* start Document text *
I’ve been writing a JIT C compiler for the past 8 months and I thought it might be good to start documenting some of my experiments. I’m in no way suitable for talking about compilers or optimizations, so take the following with a large grain of salt.
The IR I’ll be using in this post is a 3-address code (TAC) IR. I call it LIR in the compiler (Low-level IR) but it can be considered a middle-level IR. It includes high-level constructs to hide ABI-specific details (va_start/va_end/etc instructions and specific function argument operands), but it also supports complex addressing modes like x64 (i.e. [%vr0 + %vr1 * 8 + 16]). There are also a High-level IR (similar to LLVM) and a Machine-level IR (identical to x64 assembly with both hardware and virtual registers).
There are 8 kinds of operands in LIR:
- Register
- Only virtual registers. There is no concept of hardware registers at this level
- There are 2 classes of registers: Integer and Floating point, each with their own types.
- Constant (either integer or floating point)
- Basic Block
- Used only by branch and phi instructions
- Generic Memory Reference (
[base_reg + index_reg * scale + displacement])
- Both
base_reg and index_reg can be set to None
- Both
base_reg and index_reg are expected to be integer registers
- External Symbol
- RIP-relative memory references used to point to global variables or functions.
- Stack Object
- Stack-relative memory references used for function-local variables.
- Comparison Predicate
- Used only by comparison and conditional branch instructions.
- Function Argument
- Used only by the
copy instruction to move function arguments to a virtual register.
It’s a load/store IR, meaning that most instructions accept only registers as operands, some accept constants and only specific instructions accept memory operands.
call is a multi-operand instruction, breaking the strict 3-address code concept. It’s the only instruction with an optional (i.e. NULL) destination operand (all other instructions either always have a valid destination operand or don’t have any destination operand at all). All call arguments are always registers.
There is a phi instruction to support code in SSA form, which is mandatory for some transformation passes, but the IR API does not impose any restriction on that. In other words, a transformation pass is free to define a virtual register multiple times if it needs to. phi is also a multi-operand instruction, with a single destination operand and 1 pair of (register, basic block) operands for each of the basic block’s predecessors.
High-level algorithm
Assuming the code is in SSA form, the basic high-level algorithm for hash-based Local Value Numbering (LVN) is:
for each basic block BB {
clear hash table T
clear value number to register map
for each instruction INSTR in BB {
if INSTR is in the form DST = opcode SRC1, SRC2, ... {
HASH = calculate instruction hash
if HASH is in table T {
(VN, PREV) = get value number and instruction of HASH from T
map VN to DST
map DST to the destination reg of PREV
mark INSTR as dead
} else {
VN = generate new value number
insert (VN, INSTR) to T
map VN to DST
map DST to DST
}
}
}
}
The output of the above algorithm is a mapping between virtual registers for the whole function. This mapping is used to rewrite instructions in a second pass. Finally all dead instructions are removed from the function.
* end Document text *
- **Written exercise**: Name every kind of operand that the compiler post lists for LIR. The data that comes next has nothing to do with this exercise.
* start Supplied information *
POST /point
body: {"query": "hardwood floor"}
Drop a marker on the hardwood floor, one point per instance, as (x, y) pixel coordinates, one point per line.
* end Supplied information *
- **Answer for this exercise**:
- Register
- Constant
- Basic Block
- Generic Memory Reference
- External Symbol
- Stack Object
- Comparison Predicate
- Function Argument